Your output should contain every record, unchanged.

**** DATA RECORDS ****

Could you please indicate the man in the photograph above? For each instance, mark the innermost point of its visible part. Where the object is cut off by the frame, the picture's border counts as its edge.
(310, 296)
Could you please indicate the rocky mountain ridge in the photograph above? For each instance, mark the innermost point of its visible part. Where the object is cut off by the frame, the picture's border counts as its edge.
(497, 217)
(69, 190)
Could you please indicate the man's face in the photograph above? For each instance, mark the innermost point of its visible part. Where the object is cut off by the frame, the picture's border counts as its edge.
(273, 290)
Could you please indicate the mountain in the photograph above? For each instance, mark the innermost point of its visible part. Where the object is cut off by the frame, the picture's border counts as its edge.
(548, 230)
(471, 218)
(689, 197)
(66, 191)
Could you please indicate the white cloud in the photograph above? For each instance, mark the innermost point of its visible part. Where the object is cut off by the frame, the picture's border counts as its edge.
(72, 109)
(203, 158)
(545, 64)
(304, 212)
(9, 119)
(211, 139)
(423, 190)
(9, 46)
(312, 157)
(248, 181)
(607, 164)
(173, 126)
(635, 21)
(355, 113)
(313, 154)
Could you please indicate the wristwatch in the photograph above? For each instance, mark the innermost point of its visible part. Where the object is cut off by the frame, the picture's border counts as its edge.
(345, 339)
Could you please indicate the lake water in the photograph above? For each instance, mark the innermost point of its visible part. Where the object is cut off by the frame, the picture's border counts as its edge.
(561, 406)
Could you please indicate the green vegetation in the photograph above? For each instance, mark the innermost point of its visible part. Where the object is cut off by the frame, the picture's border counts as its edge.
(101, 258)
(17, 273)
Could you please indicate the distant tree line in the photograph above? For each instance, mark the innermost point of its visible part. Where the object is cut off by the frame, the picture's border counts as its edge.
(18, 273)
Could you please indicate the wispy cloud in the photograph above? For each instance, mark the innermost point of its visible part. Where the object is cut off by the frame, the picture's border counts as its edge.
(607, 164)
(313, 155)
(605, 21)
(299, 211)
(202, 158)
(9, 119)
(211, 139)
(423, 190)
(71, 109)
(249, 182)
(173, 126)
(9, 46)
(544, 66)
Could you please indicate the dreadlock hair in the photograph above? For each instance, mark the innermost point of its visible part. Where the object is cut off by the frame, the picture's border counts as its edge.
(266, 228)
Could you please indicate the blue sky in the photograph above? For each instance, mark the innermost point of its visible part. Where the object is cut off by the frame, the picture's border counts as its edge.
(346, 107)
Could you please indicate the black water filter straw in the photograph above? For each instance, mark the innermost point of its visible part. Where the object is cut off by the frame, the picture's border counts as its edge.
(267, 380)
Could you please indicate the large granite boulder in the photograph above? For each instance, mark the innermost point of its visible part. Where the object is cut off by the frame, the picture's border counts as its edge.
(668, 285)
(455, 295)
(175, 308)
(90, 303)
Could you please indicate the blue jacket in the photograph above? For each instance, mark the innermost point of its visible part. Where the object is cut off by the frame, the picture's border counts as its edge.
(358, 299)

****

SOLUTION TO THE EXERCISE >>
Could you please indicate the man in the photograph above? For each instance, mark the innermost point of its visible part. Where the object is cut off by the frame, the picture's border counts as its edge.
(310, 296)
Could you please indicate the rocky mountain ridge in the photograph above? For each instance, mark the innermost point of its visible part. Where the object is cut off by the frame, the picture's border counts as its edge.
(497, 217)
(69, 190)
Could you please indicate the man's face in the photograph above? For each instance, mark the innermost point of its visible part. Where the object is cut off by the frame, the picture's border counts as its edge.
(273, 290)
Could you please indicate the mountain in the photograph above? For each instance, mark the innermost point of its visible part. Where the object is cut off by the frame, the picture's border counts as its edge.
(548, 230)
(471, 218)
(689, 197)
(66, 191)
Could you please indicate the white cloud in the photograph above? For each instance, mark the innermost point of its visible part. Where the object is cut off by the frame, the picture's border counts as its edge.
(72, 109)
(203, 158)
(545, 64)
(304, 212)
(9, 119)
(211, 139)
(423, 190)
(9, 46)
(312, 157)
(248, 181)
(607, 164)
(173, 126)
(635, 21)
(355, 113)
(313, 154)
Could you please indicate the wristwatch in the photograph above? For each instance, mark the innermost point of its visible part. Where the object is cut off by the frame, the picture's border counts as its edge.
(345, 339)
Could you please indicate the lake water in the photograph above? For each instance, mark the innermost point of its visible part. Where the object is cut off by the frame, the picture's border counts as its edge.
(561, 406)
Could you please indicate the green vegetation in the photograph above? For each instance, mark the innermost point of its visible part. Where the object is cut off by the frame, the picture's border counts as its edge.
(101, 258)
(17, 273)
Could you please indicate the distant tree line in the photograph above? For each instance, mark the innermost point of its visible part. Where the object is cut off by the frame, the picture's border counts as its edge.
(18, 273)
Could you please indicate the wispy cloud in the photograph above? For each instance, mark the innermost point of its visible part. Where the object is cut off by the frame, the picture's border counts as its edge.
(607, 164)
(313, 155)
(605, 21)
(299, 211)
(202, 158)
(9, 119)
(211, 139)
(423, 190)
(71, 109)
(249, 182)
(173, 126)
(9, 46)
(544, 66)
Could you please indicate the dreadlock hair in the photograph above? For each instance, mark the innermost point of its visible part. Where the object is cut off by the frame, the picture's border counts as its edge.
(266, 228)
Could you please indicate the blue sky in the photograph above? For each instance, mark the innermost point of its visible part. Where the object is cut off by the frame, the picture's border counts as its edge.
(346, 107)
Could you please indicate the black water filter straw in the photograph above? For each instance, mark the innermost point of its visible part. Where the object is cut off by the frame, the picture's border counts as its edge.
(267, 380)
Could you please indicate the large granite boulder in the photograph above? For each instance, mark the innermost point of its visible part. Where the object is cut off by the frame, the picture's border counts as its edge.
(668, 285)
(455, 295)
(175, 308)
(90, 303)
Could you please indicate the blue jacket in the photograph above? For each instance, mark the innermost point of its visible part. Where the object is cut off by the frame, the picture's border counts as its edge.
(358, 299)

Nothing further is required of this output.